* START Data provided *
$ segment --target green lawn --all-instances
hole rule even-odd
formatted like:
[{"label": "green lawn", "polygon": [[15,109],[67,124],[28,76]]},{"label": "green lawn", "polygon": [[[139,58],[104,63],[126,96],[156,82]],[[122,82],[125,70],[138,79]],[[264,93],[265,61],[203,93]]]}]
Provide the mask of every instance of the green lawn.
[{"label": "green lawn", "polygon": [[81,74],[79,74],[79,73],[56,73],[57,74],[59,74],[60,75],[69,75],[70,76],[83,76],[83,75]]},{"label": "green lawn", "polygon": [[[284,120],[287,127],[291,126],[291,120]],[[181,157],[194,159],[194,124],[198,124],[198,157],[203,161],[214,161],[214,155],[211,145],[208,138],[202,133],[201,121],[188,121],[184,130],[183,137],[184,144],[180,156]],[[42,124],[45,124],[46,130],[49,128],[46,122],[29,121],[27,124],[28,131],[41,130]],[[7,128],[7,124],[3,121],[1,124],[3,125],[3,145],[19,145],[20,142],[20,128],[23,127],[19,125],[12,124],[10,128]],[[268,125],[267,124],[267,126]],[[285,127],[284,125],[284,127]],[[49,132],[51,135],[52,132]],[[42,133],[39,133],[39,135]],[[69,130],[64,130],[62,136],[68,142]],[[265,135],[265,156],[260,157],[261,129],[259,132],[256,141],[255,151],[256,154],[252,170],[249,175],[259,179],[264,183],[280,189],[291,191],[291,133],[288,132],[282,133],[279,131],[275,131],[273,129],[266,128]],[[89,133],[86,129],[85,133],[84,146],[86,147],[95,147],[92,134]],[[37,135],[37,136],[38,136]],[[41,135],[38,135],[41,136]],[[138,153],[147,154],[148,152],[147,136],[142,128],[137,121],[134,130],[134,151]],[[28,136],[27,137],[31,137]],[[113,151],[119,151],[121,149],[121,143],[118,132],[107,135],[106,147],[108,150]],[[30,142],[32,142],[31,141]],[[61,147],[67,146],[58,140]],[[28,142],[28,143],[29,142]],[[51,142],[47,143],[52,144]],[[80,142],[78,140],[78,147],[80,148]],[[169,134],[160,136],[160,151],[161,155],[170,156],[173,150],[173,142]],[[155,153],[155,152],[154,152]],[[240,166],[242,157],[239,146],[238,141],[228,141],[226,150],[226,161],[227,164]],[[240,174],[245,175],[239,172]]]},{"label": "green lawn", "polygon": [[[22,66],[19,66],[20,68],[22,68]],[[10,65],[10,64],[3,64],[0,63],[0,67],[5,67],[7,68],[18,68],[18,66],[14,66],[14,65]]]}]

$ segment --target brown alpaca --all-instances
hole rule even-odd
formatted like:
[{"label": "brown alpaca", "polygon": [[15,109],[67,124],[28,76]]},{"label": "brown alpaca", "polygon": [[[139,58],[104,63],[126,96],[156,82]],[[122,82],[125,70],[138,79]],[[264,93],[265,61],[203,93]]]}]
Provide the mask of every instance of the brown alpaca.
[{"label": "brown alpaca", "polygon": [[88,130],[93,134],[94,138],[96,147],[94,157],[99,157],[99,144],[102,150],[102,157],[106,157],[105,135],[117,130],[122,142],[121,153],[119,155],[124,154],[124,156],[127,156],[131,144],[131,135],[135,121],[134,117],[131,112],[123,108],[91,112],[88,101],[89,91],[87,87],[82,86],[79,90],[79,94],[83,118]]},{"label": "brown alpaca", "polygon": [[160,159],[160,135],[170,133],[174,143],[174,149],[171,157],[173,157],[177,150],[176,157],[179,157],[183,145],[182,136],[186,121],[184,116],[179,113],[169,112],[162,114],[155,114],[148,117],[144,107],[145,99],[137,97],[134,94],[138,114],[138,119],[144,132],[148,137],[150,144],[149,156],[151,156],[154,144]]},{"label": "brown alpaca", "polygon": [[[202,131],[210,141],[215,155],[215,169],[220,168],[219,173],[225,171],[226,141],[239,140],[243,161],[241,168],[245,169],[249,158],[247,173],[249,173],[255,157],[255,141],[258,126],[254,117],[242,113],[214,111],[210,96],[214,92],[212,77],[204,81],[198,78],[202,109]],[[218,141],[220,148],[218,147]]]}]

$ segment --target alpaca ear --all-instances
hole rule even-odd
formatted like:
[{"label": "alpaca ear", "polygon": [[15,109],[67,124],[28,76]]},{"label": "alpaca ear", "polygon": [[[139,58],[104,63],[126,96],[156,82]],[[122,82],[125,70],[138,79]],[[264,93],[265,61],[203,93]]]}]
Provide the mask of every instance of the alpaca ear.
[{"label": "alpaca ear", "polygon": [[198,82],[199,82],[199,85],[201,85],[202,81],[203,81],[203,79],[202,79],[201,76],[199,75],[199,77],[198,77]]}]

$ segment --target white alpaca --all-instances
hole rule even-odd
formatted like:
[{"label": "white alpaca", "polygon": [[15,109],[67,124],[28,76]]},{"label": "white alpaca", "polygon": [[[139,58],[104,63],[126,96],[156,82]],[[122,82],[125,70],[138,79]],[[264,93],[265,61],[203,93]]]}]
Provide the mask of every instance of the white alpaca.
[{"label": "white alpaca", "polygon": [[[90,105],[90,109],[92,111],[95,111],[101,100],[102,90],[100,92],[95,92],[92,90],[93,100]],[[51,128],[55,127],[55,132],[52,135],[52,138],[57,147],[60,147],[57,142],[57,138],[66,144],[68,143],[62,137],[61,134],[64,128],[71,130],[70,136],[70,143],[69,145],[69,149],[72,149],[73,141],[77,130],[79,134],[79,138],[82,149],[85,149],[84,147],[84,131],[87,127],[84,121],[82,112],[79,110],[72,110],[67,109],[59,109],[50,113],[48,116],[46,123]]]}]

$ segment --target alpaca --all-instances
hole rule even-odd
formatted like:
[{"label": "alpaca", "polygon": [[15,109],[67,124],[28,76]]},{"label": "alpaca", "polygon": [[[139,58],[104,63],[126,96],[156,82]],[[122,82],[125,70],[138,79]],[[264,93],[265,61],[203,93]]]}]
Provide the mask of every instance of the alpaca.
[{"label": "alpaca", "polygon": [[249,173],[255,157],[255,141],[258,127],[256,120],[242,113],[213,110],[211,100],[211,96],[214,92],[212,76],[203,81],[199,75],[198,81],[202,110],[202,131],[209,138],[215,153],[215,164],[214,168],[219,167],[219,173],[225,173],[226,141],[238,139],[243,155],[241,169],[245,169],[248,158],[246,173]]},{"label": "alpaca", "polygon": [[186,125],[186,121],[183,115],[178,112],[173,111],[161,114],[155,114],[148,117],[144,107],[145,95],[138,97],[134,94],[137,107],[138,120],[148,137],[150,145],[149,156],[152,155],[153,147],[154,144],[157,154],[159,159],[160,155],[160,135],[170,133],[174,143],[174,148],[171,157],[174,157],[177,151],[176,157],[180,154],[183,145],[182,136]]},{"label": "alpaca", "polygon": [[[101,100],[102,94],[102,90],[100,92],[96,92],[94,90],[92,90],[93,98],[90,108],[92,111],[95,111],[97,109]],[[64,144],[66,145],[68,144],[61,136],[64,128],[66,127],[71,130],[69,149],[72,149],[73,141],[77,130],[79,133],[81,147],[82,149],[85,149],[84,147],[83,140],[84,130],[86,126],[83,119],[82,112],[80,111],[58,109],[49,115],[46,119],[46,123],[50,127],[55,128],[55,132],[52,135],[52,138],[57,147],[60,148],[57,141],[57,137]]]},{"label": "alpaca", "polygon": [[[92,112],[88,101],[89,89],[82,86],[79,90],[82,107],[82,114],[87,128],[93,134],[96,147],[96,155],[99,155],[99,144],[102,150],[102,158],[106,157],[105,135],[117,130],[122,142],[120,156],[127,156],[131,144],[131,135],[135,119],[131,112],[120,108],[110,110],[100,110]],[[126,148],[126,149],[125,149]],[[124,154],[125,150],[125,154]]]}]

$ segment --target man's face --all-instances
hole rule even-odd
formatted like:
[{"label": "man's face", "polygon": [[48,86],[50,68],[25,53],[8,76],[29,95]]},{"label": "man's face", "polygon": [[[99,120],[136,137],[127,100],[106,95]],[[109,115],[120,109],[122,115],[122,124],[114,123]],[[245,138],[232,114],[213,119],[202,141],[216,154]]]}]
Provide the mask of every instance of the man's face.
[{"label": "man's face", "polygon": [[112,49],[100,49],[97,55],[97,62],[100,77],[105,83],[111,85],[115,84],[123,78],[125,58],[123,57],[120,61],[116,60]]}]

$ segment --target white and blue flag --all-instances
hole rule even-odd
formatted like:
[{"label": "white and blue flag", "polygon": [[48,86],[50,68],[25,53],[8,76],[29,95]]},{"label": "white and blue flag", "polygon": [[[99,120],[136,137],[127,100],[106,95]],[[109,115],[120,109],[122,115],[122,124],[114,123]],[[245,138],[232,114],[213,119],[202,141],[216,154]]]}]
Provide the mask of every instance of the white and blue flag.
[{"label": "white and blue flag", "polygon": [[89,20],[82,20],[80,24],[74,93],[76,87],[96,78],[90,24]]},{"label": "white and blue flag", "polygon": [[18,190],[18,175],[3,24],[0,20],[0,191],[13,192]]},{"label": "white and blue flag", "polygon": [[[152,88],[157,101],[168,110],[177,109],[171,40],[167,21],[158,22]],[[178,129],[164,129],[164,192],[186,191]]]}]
* END Data provided *
→ What the exercise asks:
Put the items from the line holding "man's face --all-instances" through the end of the items, inclusive, into a two-column CSV with the headers text and answer. Give one row per item, and put each value in a single quoted field with its line breaks replaced by spaces.

→ Answer to this problem:
text,answer
"$ segment --target man's face --all-instances hole rule even-odd formatted like: [{""label"": ""man's face"", ""polygon"": [[48,86],[50,68],[25,53],[8,76],[29,95]]},{""label"": ""man's face"", ""polygon"": [[[99,120],[136,137],[127,100],[106,95]],[[109,115],[120,109],[122,115],[122,124],[114,123]],[[245,138],[232,114],[213,119],[202,141],[216,154]]]}] Provide the mask of every instance of the man's face.","[{""label"": ""man's face"", ""polygon"": [[112,49],[100,49],[97,55],[97,62],[100,77],[105,83],[111,85],[115,84],[123,78],[125,58],[123,57],[120,61],[116,60]]}]"
"$ segment --target white and blue flag --all-instances hole rule even-odd formatted like: [{""label"": ""white and blue flag"", ""polygon"": [[48,86],[50,68],[25,53],[8,76],[29,95]]},{""label"": ""white and blue flag"", ""polygon"": [[[99,120],[136,137],[127,100],[106,95]],[[109,115],[120,109],[122,115],[122,124],[114,123]],[[245,138],[232,114],[213,119],[202,141],[216,154]]]}] Provide the mask of every instance of the white and blue flag.","[{""label"": ""white and blue flag"", ""polygon"": [[89,20],[82,20],[80,24],[74,93],[76,87],[96,78],[90,24]]},{""label"": ""white and blue flag"", ""polygon"": [[18,190],[18,175],[3,24],[0,20],[0,191],[13,192]]},{""label"": ""white and blue flag"", ""polygon"": [[[152,88],[157,101],[168,110],[177,109],[171,40],[167,21],[158,22]],[[178,129],[164,129],[164,192],[186,191]]]}]"